**** Document passage

You are viewing a plain text version of this content. The canonical link for it is here.

Posted to dev@mahout.apache.org by Dan Filimon <da...@gmail.com> on 2013/04/05 13:47:30 UTC

Generalizing ConfusionMatrix and using the Adjusted Rand Index

As part of evaluating cluster quality, I'd like to implement a bunch of
quality measures, especially external ones.

The one that I think would be particularly useful is the Adjusted Rand
Index [1].
Using a contingency table with the partitions from 2 clusterings, this
returns a value from 0 to 1 (higher being better) corresponding to the
similarity of the partitions.

First of all, I'd like to know your thought on using ARI as a metric.

Second, there's an implementation of ConfusionMatrix that is NxN. I'd like
to extend this class to support unlabeled partitions of different sizes and
add a method that computes the ARI.

What are your thoughts?

[1] http://en.wikipedia.org/wiki/Rand_index

Re: Generalizing ConfusionMatrix and using the Adjusted Rand Index

Posted by Dan Filimon <da...@gmail.com>.

Does nobody have any thoughts on this?

Ted, please? :)

********
**** Data supplied

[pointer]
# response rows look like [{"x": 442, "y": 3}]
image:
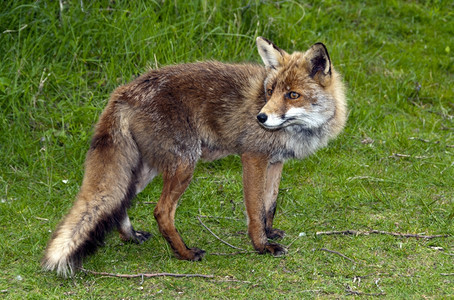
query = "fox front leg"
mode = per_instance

********

- Goal 1 -
In the thread about the Adjusted Rand Index, what range of values does that index return?
- Goal 2 -
Write the next part of the thread about the Adjusted Rand Index, picking up right after its final line.

- Expected answer 1 -
It returns a value from 0 to 1, with higher values being better.

- Expected answer 2 -
On Fri, Apr 5, 2013 at 2:47 PM, Dan Filimon <da...@gmail.com>wrote:

> As part of evaluating cluster quality, I'd like to implement a bunch of
> quality measures, especially external ones.
>
> The one that I think would be particularly useful is the Adjusted Rand
> Index [1].
> Using a contingency table with the partitions from 2 clusterings, this
> returns a value from 0 to 1 (higher being better) corresponding to the
> similarity of the partitions.
>
> First of all, I'd like to know your thought on using ARI as a metric.
>
> Second, there's an implementation of ConfusionMatrix that is NxN. I'd like
> to extend this class to support unlabeled partitions of different sizes and
> add a method that computes the ARI.
>
> What are your thoughts?
>
> [1] http://en.wikipedia.org/wiki/Rand_index
>

Re: Generalizing ConfusionMatrix and using the Adjusted Rand Index

Posted by Ted Dunning <te...@gmail.com>.

Yeah... Dan convinced me that the measure is invariant over cluster
permutations so it is fine.


On Fri, Apr 12, 2013 at 10:01 AM, Dan Filimon
<da...@gmail.com>wrote:

> I think I follow what you said about the entropy-based measure.
>
> But, why don't we know the assignment in groups?
> Here's how I implemented it [1].
>
> I first got the lists of centroids in both cases, then for each data point,
> computed the centroid closest to it in that group and incremented the
> corresponding element of the confusion matrix.
> So the assignment is given by the centroids and the distance measure.
>
> It looks valid to me. Isn't it?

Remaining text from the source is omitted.